[Saved entries]

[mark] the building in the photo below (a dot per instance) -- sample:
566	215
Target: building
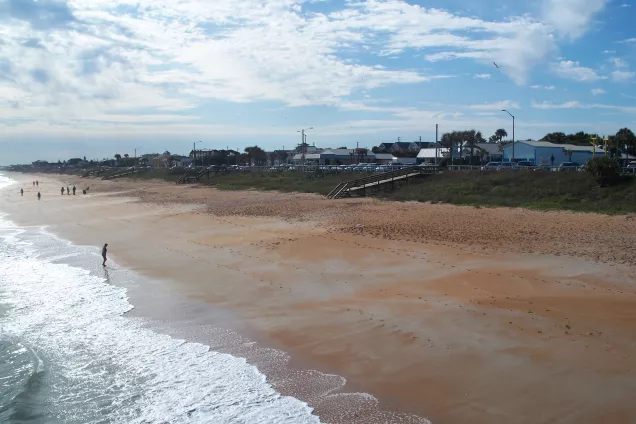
542	152
490	152
405	147
342	157
161	161
432	155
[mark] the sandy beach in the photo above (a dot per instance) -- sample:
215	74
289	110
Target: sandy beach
456	314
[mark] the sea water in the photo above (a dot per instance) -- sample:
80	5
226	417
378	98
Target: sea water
69	355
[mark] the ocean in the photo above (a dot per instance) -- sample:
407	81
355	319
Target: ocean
69	353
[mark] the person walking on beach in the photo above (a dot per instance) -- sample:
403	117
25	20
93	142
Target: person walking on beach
104	251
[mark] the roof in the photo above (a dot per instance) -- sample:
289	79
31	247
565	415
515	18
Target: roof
432	153
490	148
572	147
383	156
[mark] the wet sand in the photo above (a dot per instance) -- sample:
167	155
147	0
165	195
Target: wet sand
457	314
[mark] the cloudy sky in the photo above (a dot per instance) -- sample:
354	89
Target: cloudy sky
96	77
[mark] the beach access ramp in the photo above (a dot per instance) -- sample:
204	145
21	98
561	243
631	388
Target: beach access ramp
377	181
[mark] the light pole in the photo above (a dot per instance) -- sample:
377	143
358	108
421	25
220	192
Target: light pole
136	155
194	153
513	134
303	145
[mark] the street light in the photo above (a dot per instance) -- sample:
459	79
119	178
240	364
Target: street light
513	134
304	144
194	152
136	154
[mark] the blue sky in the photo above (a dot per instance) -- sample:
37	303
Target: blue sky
98	77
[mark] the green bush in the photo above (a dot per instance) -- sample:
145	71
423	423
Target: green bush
604	169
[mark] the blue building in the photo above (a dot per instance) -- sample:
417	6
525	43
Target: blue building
541	152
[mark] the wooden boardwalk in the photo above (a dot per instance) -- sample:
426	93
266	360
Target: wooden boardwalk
360	185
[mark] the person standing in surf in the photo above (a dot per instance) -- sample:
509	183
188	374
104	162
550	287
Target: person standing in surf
104	251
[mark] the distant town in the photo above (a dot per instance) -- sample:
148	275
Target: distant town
453	148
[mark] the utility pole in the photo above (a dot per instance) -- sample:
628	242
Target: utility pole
194	153
303	145
513	134
436	146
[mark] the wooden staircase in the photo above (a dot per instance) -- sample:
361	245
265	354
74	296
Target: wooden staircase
193	175
359	185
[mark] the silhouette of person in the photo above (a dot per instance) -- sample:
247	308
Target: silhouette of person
104	252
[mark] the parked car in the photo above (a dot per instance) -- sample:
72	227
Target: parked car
524	164
505	166
491	166
568	166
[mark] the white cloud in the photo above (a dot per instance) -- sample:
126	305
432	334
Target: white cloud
572	70
618	62
496	106
578	105
571	17
622	76
157	60
550	105
543	87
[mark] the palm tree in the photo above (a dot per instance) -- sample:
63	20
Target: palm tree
471	138
500	134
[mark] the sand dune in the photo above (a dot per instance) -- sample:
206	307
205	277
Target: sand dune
458	314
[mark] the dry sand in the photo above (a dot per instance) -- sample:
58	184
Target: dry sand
458	314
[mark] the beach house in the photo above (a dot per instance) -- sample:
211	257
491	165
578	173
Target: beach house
543	152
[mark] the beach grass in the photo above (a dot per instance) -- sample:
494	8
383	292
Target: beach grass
574	191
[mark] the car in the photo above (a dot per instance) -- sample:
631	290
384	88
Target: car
505	166
524	164
490	166
568	166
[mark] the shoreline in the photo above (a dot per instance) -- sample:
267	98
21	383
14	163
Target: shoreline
457	335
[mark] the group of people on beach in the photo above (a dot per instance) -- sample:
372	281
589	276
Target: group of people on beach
68	190
37	184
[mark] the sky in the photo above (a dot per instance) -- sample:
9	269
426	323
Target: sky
98	77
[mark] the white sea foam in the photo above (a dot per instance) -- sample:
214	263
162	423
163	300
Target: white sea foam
104	365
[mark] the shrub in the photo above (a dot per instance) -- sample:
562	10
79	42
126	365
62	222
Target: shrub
604	169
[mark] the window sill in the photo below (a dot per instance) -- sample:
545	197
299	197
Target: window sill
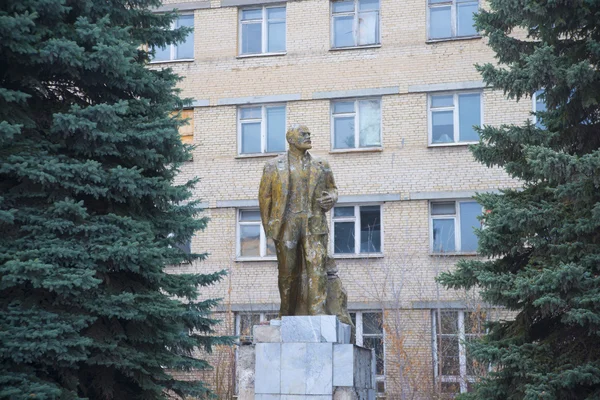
454	254
355	256
360	150
451	144
370	46
257	155
241	56
255	259
183	60
453	39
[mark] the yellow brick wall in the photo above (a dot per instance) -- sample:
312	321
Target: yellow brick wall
405	274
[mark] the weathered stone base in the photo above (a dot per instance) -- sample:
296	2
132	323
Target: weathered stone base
305	357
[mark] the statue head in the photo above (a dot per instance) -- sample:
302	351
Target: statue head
298	136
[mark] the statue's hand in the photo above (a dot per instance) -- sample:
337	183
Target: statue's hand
325	201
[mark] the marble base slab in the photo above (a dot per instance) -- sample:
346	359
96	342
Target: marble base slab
305	358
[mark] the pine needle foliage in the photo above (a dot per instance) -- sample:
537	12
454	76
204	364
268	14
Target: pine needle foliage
90	215
542	243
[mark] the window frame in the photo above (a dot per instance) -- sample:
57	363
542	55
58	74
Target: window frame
455	116
457	225
534	102
262	241
355	27
173	46
357	236
263	128
263	30
462	379
356	113
453	20
359	336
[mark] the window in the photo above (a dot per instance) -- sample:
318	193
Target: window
455	369
354	23
180	51
451	18
261	129
262	30
187	131
539	104
357	229
369	334
356	124
252	241
244	321
452	117
452	226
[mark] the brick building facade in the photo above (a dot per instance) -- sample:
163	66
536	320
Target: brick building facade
390	92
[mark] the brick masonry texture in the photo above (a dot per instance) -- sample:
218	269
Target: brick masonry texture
405	164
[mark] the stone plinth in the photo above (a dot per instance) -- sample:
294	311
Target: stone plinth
305	357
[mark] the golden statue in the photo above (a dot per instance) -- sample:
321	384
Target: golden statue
296	190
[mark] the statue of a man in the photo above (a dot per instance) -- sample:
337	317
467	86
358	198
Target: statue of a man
296	190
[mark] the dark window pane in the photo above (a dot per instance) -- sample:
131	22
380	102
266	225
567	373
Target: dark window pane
343	35
442	127
377	344
275	129
439	22
464	19
251	138
372	323
343	212
368	28
247	321
468	223
469	115
448	355
449	322
162	53
344	237
370	229
251	38
475	322
250	240
343	133
443	235
276	37
185	49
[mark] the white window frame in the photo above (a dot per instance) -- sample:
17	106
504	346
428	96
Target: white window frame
264	29
357	237
173	46
457	224
463	379
356	115
360	340
263	238
455	117
354	26
263	127
453	19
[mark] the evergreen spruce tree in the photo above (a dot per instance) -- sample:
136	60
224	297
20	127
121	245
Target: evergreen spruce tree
89	212
542	243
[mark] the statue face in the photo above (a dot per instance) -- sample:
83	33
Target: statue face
300	138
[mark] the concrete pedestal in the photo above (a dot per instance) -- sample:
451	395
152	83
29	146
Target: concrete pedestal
305	357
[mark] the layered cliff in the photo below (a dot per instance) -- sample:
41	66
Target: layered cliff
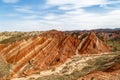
47	50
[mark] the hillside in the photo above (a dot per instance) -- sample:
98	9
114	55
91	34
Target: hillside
37	52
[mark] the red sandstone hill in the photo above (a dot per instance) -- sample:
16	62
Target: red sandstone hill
48	50
92	44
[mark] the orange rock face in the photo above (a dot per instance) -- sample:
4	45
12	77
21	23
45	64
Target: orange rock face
92	45
48	50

EXERCISE:
Throughout the data above, copy all lines where the word "below" is found.

ANSWER SECTION:
[mark] the building in the photo below (a dot per instance) -- sample:
[mark] the window sill in the photo below (a dot per instance) -- sample:
[mark] the layered cliff in the photo below (a dot per instance) -- sample:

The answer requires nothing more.